[[ Supplied data open ]]

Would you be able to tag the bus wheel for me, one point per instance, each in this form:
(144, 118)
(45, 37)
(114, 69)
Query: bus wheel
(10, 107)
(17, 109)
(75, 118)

[[ Supplied data closed ]]

■ **What is required**
Every entry should be duplicated exactly as written.

■ **Your solution**
Would you be able to tag the bus wheel for me, one point per instance, each in this form:
(144, 118)
(45, 37)
(114, 69)
Query: bus wheel
(10, 107)
(17, 109)
(75, 118)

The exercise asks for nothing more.